▶ _Objective_
Write each line exactly, from the line that holds "Objective — a point for each instance of the bass" through the final line of the material, and no other line.

▶ _Data rows_

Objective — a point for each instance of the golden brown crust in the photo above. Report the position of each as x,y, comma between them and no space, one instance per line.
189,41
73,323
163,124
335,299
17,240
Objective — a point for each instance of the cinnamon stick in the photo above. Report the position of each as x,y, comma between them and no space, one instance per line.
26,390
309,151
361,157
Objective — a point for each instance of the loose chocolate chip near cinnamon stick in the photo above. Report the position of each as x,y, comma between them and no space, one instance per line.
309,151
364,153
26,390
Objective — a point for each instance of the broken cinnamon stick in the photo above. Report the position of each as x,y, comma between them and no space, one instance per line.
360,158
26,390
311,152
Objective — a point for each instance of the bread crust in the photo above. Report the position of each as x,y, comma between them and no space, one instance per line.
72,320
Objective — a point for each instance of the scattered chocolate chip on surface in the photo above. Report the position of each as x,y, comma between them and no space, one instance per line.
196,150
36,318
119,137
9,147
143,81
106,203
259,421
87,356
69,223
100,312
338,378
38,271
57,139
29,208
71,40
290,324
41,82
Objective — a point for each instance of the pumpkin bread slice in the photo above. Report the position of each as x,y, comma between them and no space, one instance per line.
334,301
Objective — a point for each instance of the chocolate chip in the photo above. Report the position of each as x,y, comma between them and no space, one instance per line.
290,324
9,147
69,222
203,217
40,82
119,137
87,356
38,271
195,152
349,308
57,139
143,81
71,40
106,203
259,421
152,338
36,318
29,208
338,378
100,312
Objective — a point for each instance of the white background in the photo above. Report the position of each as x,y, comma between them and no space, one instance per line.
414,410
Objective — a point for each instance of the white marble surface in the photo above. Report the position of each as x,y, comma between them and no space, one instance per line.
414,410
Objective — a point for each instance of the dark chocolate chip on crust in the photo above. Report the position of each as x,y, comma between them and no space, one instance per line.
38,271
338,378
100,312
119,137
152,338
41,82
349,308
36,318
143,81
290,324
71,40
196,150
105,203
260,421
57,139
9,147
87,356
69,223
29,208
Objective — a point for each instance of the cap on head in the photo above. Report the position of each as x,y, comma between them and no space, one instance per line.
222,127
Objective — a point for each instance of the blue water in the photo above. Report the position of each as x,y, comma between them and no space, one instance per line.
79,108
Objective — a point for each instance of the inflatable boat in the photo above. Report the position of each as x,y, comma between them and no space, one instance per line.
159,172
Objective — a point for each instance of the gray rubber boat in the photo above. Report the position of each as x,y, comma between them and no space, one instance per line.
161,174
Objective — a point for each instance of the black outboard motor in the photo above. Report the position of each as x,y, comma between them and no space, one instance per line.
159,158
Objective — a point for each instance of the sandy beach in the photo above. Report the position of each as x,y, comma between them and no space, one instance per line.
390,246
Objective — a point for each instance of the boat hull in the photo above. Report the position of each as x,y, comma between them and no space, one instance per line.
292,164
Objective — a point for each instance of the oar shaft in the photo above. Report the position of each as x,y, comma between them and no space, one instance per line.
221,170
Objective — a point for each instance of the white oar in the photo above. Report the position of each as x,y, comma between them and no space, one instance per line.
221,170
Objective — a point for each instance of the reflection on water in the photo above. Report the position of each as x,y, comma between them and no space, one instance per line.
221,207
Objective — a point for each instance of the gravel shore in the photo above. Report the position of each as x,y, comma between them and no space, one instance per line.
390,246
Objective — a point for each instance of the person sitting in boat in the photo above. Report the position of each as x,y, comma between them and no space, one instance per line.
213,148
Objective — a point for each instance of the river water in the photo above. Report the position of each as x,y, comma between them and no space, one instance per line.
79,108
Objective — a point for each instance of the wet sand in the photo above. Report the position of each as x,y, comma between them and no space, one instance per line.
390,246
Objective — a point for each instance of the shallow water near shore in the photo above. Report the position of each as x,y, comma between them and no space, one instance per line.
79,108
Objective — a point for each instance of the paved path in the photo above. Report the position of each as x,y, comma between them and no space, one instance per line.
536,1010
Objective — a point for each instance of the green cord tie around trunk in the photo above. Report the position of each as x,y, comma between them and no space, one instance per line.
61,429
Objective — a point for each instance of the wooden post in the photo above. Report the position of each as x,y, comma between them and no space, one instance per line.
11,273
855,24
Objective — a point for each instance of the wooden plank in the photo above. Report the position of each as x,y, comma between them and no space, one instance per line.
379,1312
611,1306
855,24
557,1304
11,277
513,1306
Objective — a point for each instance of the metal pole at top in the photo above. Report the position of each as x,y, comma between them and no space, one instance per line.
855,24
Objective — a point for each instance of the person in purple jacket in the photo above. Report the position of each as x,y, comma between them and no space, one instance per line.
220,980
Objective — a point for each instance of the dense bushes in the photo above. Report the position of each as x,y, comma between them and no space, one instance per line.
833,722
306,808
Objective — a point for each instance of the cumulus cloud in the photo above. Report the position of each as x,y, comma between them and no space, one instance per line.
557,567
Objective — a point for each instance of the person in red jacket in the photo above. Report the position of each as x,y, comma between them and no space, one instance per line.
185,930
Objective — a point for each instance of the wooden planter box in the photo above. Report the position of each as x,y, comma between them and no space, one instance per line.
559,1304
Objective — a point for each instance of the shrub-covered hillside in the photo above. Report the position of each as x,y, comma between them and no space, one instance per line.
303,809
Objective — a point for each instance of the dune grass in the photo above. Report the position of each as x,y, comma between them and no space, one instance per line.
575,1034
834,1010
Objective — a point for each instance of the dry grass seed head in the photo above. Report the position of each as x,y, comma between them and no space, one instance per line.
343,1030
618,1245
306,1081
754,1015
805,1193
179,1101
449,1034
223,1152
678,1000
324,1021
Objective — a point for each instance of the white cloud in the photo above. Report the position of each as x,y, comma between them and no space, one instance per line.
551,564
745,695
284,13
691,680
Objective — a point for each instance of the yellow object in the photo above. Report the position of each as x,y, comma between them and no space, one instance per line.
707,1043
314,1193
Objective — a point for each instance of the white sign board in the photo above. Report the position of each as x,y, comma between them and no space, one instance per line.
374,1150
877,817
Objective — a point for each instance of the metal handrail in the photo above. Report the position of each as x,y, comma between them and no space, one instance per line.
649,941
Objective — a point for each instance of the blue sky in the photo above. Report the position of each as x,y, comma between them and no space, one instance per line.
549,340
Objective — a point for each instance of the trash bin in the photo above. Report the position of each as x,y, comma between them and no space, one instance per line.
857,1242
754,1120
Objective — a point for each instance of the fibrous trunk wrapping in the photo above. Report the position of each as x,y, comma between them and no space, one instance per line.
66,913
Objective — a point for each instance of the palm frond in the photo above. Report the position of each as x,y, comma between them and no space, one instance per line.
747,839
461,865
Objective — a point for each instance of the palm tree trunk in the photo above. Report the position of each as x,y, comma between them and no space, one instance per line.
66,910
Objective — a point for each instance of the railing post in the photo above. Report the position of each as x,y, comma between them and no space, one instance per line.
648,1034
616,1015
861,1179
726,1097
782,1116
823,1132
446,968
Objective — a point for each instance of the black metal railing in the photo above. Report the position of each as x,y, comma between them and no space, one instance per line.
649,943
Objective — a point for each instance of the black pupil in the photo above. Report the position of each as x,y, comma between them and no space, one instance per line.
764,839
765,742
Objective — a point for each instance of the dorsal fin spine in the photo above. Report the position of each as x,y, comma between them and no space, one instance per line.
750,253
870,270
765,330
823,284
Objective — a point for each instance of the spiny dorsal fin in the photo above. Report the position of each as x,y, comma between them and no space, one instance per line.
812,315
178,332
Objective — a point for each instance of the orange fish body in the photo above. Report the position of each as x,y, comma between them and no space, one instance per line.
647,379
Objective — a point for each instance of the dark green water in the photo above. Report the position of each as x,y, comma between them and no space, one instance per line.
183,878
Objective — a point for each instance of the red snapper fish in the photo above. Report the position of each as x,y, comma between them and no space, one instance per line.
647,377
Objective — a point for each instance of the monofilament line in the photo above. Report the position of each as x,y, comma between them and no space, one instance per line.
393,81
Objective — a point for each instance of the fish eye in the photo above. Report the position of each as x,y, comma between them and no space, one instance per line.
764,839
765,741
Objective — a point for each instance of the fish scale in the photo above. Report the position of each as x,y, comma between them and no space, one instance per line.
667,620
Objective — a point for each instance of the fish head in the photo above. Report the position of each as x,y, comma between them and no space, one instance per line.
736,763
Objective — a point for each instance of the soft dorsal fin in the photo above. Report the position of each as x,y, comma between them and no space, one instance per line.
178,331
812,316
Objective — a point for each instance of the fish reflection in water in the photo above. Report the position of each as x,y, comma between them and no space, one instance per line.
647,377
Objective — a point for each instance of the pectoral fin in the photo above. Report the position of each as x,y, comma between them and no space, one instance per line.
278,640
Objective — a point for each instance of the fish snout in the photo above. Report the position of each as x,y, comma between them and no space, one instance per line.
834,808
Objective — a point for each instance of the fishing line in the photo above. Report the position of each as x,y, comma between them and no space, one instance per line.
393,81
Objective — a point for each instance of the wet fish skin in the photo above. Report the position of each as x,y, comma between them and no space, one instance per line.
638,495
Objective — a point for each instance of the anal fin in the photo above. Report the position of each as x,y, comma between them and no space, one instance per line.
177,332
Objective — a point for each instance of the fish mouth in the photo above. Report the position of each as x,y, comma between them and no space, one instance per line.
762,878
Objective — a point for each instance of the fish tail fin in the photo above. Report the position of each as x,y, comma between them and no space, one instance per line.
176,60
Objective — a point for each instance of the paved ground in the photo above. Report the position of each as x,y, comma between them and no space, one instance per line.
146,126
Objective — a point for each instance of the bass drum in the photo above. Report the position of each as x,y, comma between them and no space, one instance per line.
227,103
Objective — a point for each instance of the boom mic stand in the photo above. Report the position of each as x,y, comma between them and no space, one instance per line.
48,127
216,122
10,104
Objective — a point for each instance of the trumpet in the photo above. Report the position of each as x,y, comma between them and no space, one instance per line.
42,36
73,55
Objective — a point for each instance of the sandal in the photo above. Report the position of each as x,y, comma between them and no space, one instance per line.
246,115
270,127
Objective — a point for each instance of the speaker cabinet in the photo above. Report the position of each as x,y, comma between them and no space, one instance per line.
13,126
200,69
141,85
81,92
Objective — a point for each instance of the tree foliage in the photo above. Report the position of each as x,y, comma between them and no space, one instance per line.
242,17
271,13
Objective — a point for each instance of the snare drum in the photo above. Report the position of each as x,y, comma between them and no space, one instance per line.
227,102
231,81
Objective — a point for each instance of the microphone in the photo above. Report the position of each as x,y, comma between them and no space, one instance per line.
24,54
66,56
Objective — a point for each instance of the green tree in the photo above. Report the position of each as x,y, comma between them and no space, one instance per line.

▶ _Correct result_
Objective — a point for each instance of the bass drum in the photo above. Report the position of each as x,y, comma between them and no space, one instance per line.
227,103
Objective — a point for each instance of the boom mic stand in the photo above. Report the position of each as x,y, comma between them and no space, one instance per line.
48,127
216,122
10,104
Objective — a point for each instance of the trumpet in the photo above. Report the position of each as x,y, comma between them and no space, one instance per line.
42,36
73,55
Objective — a point for each instance of the sandal in the photo above. Report the position of each as x,y, comma between them and no space, one instance per line.
246,115
270,127
Objective — a point for each instance of the speaker cabinet in the photo above. Report the position of each as x,y, comma between them and no space, one instance per line.
13,126
200,69
141,85
81,92
Objective — a point for each instance of the tree foliage in the photo above. Report the position of each as x,y, comma between them and no space, one instance per line.
242,17
271,13
Objective — a point for each instance of the snare drum in the photo above. Report the position of each as x,y, comma between them and no space, one instance per line.
227,102
231,81
Objective — a point for each instance of the microphone in the photo above. Report the position of each as x,y, comma between them and no space, one instance per line.
24,54
66,56
Objective — a point for each instance of the green tree in the photo above. Report the position of each as x,y, comma between them and no space, one instance per line.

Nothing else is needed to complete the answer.